[EXERCISE PROMPT] Transcribe exactly the line containing "For the AR heads-up display, mark where the rooster's red" and every line after it, through the end of the records below.

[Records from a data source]

+--

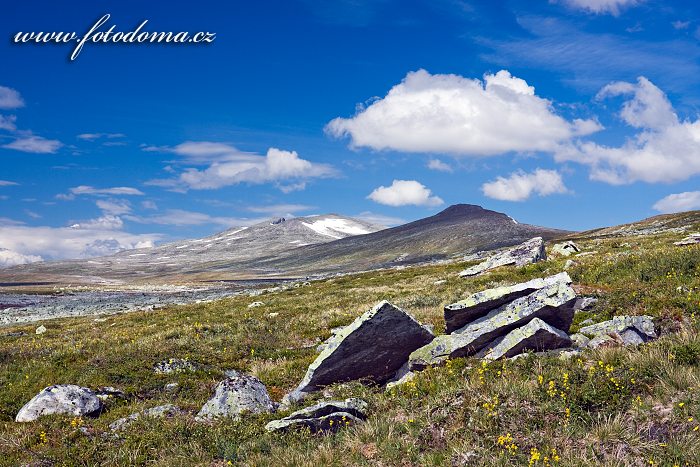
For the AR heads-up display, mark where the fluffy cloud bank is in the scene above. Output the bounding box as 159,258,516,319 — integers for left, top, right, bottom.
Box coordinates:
146,143,337,191
326,69,600,156
0,223,159,266
482,169,569,202
368,180,443,207
556,77,700,184
557,0,639,15
653,192,700,214
0,248,42,268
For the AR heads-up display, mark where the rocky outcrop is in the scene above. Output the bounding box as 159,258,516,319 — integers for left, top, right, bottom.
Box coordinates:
444,272,571,333
459,237,546,277
265,398,367,433
477,318,572,360
408,280,576,369
196,370,275,421
578,315,656,347
551,241,580,257
674,233,700,246
109,404,184,431
16,385,103,422
283,301,434,404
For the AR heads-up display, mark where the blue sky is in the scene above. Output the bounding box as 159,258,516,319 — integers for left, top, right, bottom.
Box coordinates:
2,0,700,264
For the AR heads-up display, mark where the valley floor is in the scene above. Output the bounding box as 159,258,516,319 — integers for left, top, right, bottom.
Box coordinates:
0,230,699,466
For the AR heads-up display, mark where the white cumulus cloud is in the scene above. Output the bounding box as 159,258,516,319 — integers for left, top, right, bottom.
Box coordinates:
326,69,600,157
147,145,337,191
653,191,700,214
556,77,700,184
367,180,444,207
481,169,569,201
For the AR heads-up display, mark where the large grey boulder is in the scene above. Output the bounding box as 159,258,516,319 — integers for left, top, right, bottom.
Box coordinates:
551,241,580,257
16,385,103,422
444,272,571,333
579,315,656,347
283,301,434,404
109,404,184,431
477,318,572,360
196,370,275,421
265,398,367,433
459,237,546,277
408,281,576,370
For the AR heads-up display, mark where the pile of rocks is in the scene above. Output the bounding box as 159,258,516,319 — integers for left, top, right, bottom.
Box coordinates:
459,237,545,277
408,272,576,370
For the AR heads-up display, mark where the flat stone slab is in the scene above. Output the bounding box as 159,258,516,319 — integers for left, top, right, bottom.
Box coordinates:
265,398,367,433
196,370,275,421
444,272,571,333
477,318,572,360
579,315,656,340
284,301,434,404
16,385,103,422
459,237,546,277
408,281,576,370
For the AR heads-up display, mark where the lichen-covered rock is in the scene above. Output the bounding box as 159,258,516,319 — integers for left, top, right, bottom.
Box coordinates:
265,398,367,433
551,241,580,257
385,362,415,391
109,404,184,431
477,318,572,360
283,301,434,404
459,237,546,277
16,385,103,422
587,334,615,349
570,333,590,348
196,370,275,421
574,297,598,311
444,272,571,333
408,282,576,370
579,315,656,341
154,358,197,374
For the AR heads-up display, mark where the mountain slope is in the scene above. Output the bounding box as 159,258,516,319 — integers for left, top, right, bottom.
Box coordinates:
0,215,384,285
0,205,569,286
202,204,568,278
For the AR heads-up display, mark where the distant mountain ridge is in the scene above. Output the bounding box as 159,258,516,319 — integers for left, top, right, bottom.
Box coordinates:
0,205,569,286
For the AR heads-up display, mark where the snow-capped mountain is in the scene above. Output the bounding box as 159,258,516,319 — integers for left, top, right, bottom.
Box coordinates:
0,214,384,283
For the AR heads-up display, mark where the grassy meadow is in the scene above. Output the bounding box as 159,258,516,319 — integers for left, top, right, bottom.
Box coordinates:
1,227,700,466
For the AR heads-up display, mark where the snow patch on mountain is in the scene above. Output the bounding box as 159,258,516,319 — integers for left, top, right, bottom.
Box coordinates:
301,218,374,239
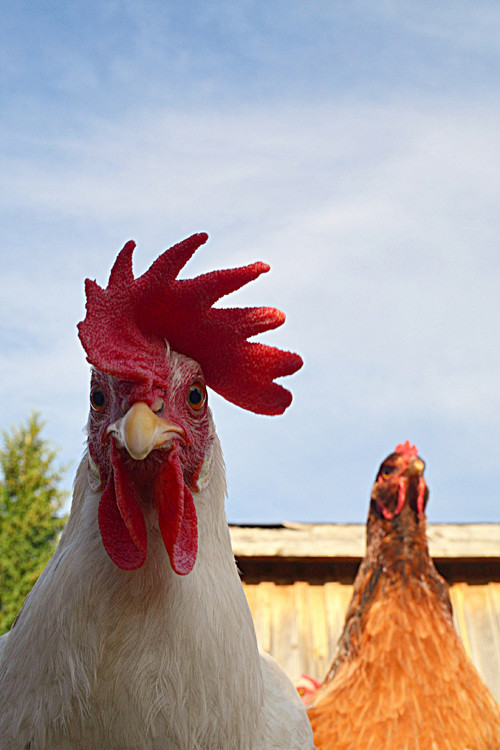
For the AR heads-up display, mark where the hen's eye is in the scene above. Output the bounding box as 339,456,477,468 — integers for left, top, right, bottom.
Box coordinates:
187,381,207,412
90,384,106,412
380,465,396,478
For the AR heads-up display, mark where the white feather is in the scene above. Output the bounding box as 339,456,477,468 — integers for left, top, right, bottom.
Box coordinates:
0,430,313,749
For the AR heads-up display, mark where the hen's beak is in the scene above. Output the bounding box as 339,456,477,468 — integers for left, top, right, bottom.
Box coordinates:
406,457,425,476
405,456,427,516
108,402,186,460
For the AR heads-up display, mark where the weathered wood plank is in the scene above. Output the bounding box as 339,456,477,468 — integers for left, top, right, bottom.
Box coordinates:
449,582,473,658
270,585,301,681
308,585,330,678
230,523,500,559
293,581,315,678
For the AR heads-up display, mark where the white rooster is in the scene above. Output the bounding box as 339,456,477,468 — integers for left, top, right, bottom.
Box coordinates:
0,233,313,750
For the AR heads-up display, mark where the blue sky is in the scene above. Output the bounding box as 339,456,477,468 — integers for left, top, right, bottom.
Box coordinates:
1,1,500,524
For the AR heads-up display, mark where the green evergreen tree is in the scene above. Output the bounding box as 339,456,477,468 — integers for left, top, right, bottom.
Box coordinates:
0,412,68,634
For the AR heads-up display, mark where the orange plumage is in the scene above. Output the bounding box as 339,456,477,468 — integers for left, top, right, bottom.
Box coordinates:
307,443,500,749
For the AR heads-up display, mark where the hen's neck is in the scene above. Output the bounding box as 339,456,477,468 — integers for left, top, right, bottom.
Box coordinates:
326,501,451,681
366,500,436,580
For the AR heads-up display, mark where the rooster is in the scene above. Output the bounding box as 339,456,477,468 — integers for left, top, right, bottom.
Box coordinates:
307,441,500,749
0,233,314,750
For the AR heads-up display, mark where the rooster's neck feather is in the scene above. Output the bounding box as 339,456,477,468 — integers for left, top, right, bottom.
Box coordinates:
0,440,267,749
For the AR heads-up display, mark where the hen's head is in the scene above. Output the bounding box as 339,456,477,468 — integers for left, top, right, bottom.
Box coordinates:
371,440,428,521
78,233,302,575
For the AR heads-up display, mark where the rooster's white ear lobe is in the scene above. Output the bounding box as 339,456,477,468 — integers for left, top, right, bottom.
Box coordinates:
87,453,102,492
194,439,215,492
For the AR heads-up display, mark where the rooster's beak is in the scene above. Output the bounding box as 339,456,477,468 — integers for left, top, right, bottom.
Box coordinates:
107,402,186,460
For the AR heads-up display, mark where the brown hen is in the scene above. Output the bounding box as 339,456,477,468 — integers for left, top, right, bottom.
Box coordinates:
307,441,500,750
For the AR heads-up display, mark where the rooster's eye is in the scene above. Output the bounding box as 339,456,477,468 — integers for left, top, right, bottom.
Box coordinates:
187,381,207,412
90,385,106,412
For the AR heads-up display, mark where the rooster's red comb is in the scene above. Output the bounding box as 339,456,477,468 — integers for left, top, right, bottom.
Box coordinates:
77,233,303,415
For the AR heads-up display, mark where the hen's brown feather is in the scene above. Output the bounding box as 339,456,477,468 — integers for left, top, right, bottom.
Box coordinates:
308,452,500,749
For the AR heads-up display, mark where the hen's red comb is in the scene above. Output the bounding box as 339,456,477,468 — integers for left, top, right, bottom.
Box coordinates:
78,233,303,415
395,441,419,460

+--

[EXPECTED OUTPUT]
For the AR heads-up display, mark where the rooster's red comb is in the scene above. Output the bounding box as 339,456,477,468 — integers for left, top, right, bottom.
Box coordinates:
77,233,303,415
For the AR heads-up display, mark where the hen's brown feather is in the scene above. Output the bounding box as 339,456,477,468 — integers for left, top, right, bottom.
Box coordinates:
308,452,500,749
For the AR heads-up display, mark where the hen's red comb is in the scene above. Output the bounding box as 339,456,477,468 — integers for left, top, right, bottom.
Box coordinates:
78,233,303,415
395,441,419,460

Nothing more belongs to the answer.